» **Excerpt**:
╭──

Now, to some of the specific recommendations. Recommendations 2 and 3 of the report relate to transparency, requiring private health insurers to publish rebates by policy and item number, and for the Department of Health to publish medical practitioner fees in a searchable database. Transparency was very much a key outcome of the inquiry and this is an area that I am focused on more broadly. Improving transparency of medical costs, practitioner performance and health outcomes is ambitious yet vital. It is potentially the biggest game-changer for consumers. When it comes to fees and gaps, consumers are confused and find it difficult to determine benefit levels in an easy, understandable way. Medical practitioner fees vary substantially and are often not fully known until a patient receives their bill. Late last year the government received recommendations from the ministerial advisory committee on out-of-pocket costs, which was tasked with modelling ways to make out-of-pocket costs transparent for consumers. However, it has yet to publish these recommendations, much less act on them. The government has dodged the issue of publicly publishing policy benefit rates by using commercial-in-confidence excuses—what a cop out. The PHI funds are backed by $6.3 billion in taxpayer-funded rebates. There should be no excuses for failing to clearly state what rebate is paid for each item number and outed on a publicly searchable website.

╰──

» **Tasks and exercises**:
a) According to the excerpt on health insurance transparency, how much in taxpayer-funded rebates backs the PHI funds?
b) Carry on the speech about health insurance transparency, picking up right after its final sentence.

» **Source information**:
╭──

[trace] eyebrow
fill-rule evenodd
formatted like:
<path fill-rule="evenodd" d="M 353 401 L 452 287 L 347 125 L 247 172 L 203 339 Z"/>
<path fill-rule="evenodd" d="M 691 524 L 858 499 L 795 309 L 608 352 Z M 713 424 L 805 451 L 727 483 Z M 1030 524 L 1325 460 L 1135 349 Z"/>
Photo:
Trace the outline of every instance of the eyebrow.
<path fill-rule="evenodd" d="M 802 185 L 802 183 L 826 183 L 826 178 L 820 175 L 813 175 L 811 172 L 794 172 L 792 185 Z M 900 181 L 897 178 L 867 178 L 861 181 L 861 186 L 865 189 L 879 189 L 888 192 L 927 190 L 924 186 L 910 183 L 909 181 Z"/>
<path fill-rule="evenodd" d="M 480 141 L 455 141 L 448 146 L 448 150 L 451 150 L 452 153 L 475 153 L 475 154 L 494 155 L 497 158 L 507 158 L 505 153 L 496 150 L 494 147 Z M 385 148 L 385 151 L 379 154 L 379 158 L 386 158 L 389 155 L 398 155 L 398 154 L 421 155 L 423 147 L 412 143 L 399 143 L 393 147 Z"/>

╰──

» **Expected outputs**:
a) $6.3 billion.

b)
Recommendation 4 of the report relates to auditing the much-trumpeted reduction in the prosthesis list cost to ensure savings have indeed been passed on to consumers. The government's response is that it supports this in principle, but there is no pathway or commitment at this stage to on act it. Recommendation 11 covers paediatric dentistry. The committee heard from paediatric dentists about the issues associated with providing dental care in hospitals for children requiring anaesthesia and sedation. The government states this is a strictly private commercial arrangement and has lost sight of the fact that this is a failed market, where all the power is on the side of the insurers.

Recommendation 12 seeks to prohibit the practice of differential rebates for the same treatment—that is, where a consumer is paid a different rebate according to where they live or where their procedure was undertaken. This is despite the fact that they pay the same premium as everybody else and that the same insurance product is what they have taken. The government states:

Consumers are free to choose a private health insurance policy that pays a set benefit regardless of provider, and many insurers offer such products.

What it ignores is the fact that there is no one location for consumers to discover what insurers offer.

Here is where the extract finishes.